> **WHAT IS BEING ASKED**
Find the word "every" below. Copy each line that has it.

> **RECORD SET**
[Start of Attachment]
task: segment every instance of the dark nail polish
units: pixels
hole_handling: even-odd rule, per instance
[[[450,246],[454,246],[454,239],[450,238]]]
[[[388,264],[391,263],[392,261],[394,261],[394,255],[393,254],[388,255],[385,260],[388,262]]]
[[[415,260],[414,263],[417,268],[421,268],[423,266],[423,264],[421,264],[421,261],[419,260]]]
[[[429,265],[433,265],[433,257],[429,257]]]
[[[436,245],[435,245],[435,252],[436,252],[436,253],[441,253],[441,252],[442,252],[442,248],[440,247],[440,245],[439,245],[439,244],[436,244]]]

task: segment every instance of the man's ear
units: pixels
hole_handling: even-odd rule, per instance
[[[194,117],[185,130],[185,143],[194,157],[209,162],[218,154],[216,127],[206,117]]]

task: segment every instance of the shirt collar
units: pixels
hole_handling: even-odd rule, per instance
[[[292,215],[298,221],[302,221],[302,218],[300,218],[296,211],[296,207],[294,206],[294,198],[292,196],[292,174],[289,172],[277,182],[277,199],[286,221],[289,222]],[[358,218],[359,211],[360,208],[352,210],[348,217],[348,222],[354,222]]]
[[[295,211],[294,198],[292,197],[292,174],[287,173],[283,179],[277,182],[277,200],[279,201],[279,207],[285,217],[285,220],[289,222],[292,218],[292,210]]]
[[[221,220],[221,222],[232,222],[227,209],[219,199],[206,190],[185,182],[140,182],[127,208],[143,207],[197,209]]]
[End of Attachment]
[Start of Attachment]
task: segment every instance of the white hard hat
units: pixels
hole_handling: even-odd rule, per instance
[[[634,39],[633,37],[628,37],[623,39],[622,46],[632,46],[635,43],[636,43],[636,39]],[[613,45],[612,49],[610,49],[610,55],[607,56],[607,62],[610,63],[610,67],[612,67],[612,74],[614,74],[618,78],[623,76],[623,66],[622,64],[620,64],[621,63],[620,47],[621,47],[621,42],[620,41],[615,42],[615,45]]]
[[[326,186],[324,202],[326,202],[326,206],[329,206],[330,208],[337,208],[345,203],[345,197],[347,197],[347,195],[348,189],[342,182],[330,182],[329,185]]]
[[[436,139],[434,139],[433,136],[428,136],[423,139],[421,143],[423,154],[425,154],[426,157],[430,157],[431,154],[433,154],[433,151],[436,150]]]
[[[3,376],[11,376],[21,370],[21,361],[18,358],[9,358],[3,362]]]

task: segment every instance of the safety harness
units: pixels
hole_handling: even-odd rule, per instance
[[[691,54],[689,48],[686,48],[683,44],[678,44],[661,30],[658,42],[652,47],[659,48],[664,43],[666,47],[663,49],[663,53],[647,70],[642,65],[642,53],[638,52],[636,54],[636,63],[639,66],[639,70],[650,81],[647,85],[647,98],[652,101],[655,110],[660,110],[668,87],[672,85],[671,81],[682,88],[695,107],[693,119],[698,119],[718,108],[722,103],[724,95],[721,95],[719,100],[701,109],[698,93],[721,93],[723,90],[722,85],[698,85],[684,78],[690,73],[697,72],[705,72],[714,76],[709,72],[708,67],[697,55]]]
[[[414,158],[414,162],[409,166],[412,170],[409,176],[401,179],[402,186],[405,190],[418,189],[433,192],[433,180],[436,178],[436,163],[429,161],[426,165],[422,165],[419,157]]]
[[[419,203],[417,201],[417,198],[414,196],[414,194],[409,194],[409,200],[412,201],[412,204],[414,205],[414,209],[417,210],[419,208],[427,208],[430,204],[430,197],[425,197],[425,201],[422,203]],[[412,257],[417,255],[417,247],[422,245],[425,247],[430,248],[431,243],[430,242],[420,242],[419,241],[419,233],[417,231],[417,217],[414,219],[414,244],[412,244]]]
[End of Attachment]
> **ANSWER SPACE**
task: segment every instance of the dark nail polish
task: segment every instance of the man's ear
task: segment every instance of the shirt collar
task: segment every instance of the white hard hat
task: segment every instance of the safety harness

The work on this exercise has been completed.